- _Exercise details_: Count the lines in the listing below that contain the string "branching", with uppercase and lowercase treated as different. Give only the number.

- _Items_:
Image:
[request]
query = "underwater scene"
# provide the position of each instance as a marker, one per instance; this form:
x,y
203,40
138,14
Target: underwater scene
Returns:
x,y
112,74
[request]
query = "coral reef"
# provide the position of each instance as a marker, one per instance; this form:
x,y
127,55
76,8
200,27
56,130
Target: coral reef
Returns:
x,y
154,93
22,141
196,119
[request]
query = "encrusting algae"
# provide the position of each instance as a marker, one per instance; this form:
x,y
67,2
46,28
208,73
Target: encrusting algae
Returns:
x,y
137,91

==

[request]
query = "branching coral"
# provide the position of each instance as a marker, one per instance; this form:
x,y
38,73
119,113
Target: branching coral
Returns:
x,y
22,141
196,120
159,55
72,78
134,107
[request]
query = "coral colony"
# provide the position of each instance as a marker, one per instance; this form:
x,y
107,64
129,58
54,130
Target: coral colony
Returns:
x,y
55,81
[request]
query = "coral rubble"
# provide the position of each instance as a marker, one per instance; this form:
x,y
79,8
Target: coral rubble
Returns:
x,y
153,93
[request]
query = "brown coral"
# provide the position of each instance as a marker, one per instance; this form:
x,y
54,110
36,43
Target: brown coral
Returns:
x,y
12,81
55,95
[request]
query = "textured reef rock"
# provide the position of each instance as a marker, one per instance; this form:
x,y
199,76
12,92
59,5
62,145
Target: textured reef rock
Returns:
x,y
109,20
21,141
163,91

- _Worked answer_: 2